### EXERCISE INSTRUCTIONS
**a)** Summarize the Times Square passage in two sentences.
**b)** Carry the Times Square passage forward from its final sentence.

On visiting Times Square for a movie with his daughter:
As a parent, I confronted a new calculation. Asymmetric warfare had advanced from downtown to Midtown, from 2001 to the present moment.
As a reporter I had covered the aftermath of 9/11 and now found myself revisiting long-buried worries. I decided not to share any of those dark thoughts with my daughter. We hadn’t discussed the failed bomb, and besides, how do you explain that some people a long way away may wish her dead even though they don’t know her? In the end, we stuck to the plan, lining up with many others at the AMC Empire 25 near Times Square, having a moment, together, in one of the gaudiest, grandest places on earth.

### EXCERPTED DATA
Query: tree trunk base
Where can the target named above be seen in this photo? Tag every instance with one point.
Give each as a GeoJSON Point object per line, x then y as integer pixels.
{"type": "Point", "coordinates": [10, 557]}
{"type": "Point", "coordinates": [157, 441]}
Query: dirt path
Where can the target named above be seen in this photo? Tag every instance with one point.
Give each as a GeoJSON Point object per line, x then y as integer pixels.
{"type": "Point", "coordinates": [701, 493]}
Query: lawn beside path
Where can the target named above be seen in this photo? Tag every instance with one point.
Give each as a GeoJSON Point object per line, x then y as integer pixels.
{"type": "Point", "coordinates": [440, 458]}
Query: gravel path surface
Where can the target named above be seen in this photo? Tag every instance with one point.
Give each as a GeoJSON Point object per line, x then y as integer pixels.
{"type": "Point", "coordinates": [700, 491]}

### ANSWERS PROVIDED
**a)** Taking his daughter to a movie near Times Square, the writer, a reporter who had covered the aftermath of 9/11, faced a new calculation as a parent and found long-buried worries returning. He kept those dark thoughts from her, and they stuck to the plan, lining up at the AMC Empire 25 and sharing a moment in one of the gaudiest, grandest places on earth.

**b)**
Sticking to the plan is a very American response these days. It is said that if people retreat into fear, “the terrorists have won,” but it’s actually just practical. Life goes on in far more dangerous places, and so it will here. Even though at least one terrorist signaled that he believed that Times Square was a soft, ripe target, the place normalized in a matter of days. We were now using cognitive dissonance to keep fear in a corner, putting our fingers in our ears and humming a happy song against the cold fact that the threat of 9/11 never went away and appears to be on the move.
Because the terrorists really are singing in your ears.
Try this for cognitive dissonance: despite the constant coverage in news outlets of a guy who tried and pathetically failed to light his car on fire, 0 Americans have died of terrorist attacks in the United States this year. Nearly 82,000 Americans will die this year from having a tumor grow out of their ass.
Put something useful in the newspapers, Mr. Carr. Go write a story about the ass tumors and take your daughter to the movies in peace.